** Start STORED RECORDS **

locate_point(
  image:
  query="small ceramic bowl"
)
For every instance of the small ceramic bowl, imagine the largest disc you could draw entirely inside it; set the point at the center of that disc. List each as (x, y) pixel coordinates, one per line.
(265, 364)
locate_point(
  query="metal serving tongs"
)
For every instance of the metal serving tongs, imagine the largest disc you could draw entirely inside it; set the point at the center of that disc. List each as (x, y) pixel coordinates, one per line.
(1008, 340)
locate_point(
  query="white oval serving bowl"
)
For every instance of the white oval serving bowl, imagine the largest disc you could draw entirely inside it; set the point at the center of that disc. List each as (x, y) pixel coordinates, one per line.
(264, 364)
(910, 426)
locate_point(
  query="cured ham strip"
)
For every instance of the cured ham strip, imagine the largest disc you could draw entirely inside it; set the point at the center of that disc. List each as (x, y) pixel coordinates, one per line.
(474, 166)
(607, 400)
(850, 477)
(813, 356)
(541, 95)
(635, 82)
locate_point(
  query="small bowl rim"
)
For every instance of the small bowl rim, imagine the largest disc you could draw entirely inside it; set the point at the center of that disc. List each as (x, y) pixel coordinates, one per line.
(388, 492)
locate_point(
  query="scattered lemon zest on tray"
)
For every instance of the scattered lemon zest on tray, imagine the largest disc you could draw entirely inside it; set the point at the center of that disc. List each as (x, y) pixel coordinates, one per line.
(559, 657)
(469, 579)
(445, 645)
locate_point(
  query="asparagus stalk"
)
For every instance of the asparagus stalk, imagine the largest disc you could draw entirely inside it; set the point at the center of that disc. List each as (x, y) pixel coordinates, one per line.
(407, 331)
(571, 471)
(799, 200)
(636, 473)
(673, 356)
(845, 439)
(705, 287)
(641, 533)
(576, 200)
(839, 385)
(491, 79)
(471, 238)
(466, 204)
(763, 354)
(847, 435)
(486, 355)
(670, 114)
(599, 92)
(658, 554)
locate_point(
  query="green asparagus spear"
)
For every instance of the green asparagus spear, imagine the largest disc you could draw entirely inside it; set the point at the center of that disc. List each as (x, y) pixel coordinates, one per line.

** End STORED RECORDS **

• GIVEN REQUEST: Reproduce the lines from the very first one through the line containing "For every instance of the small ceramic", including both of those.

• WORKED SOLUTION:
locate_point(
  image:
  query="small ceramic bowl"
)
For every instance of the small ceramic bowl, imagine the largest disc you could draw entirely inside it; set the point at the center of that disc. List each as (x, y) pixel coordinates, one per line.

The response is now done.